23 Şubat 2014 Pazar

Motivasyon

Başarılı ve iyi performansın, patron tarafından övülmesi çalışanları inanılmaz motive ediyor ve kendilerini ekibin bir parçası gibi hissetmelerini sağlıyor. Türkiye’deki patronlar üst düzey yöneticisini ne zaman ve nasıl motive ediyor, övüyor? Üst düzey yöneticilerle çalışanları motive etme konusunda patronların performansını nasıl değerlendiriyorsunuz?

Mevcut durumla başlayalım. Türkiye’de insanların kendilerinden konum olarak daha aşağıda gördükleri kişileri övmesi pek söz konusu değil.  Bu durum, bir babanın çocuğuyla veya bir patronun çalışanıyla olan ilişkisinde sıkça göze çarpıyor. Temel sebep/bahane ise çok acıklı: Pozisyon olarak aşağıda konumlandırılan kimse (çalışan/çocuk), kendini yukarıda konumlayan (patron/baba) tarafından övülürse şımarır ve kendini yukarıda yani patron veya baba ile aynı konumda zanneder. Hatta daha da üstte zanneder! İşte kültürümüzün en büyük yanılgısı, yetiştiriliş tarzımıza da böyle deforme bir bakış açısıyla yansımıştır: “Övme şımarır, illa ki öveceksen yüzüne karşı değil, arkasından öv.”
******
* Yönergeler
1. Motivasyon yazısını iki cümlede nasıl özetlersiniz?
2. Aşağıdaki listenin bütün satırlarını hiçbir değişiklik yapmadan çıkarır mısınız?

(Çıkarılan kayıtlar)
******
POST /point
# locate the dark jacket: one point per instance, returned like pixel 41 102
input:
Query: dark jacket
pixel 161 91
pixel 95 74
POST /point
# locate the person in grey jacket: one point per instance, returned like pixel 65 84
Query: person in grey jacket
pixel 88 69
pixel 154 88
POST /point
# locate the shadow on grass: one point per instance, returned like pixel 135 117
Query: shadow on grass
******
* Alıştırma Cevapları
1. Patronun başarılı ve iyi performansı övmesi çalışanları çok motive eder ve onlara ekibin bir parçası olduklarını hissettirir. Ancak Türkiye'de, baba ile çocuk ya da patron ile çalışan ilişkisinde olduğu gibi, konum olarak aşağıda görülen kişiler övülürse şımarıp kendini yukarıdakiyle aynı konumda sanacağı düşüncesiyle pek övülmez ve bu bakış açısı yetiştiriliş tarzına "övme, şımarır" anlayışıyla yansımıştır.

2.
POST /point
# locate the dark jacket: one point per instance, returned like pixel 41 102
input:
Query: dark jacket
pixel 161 91
pixel 95 74
POST /point
# locate the person in grey jacket: one point per instance, returned like pixel 65 84
Query: person in grey jacket
pixel 88 69
pixel 154 88
POST /point
# locate the shadow on grass: one point per instance, returned like pixel 135 117
Query: shadow on grass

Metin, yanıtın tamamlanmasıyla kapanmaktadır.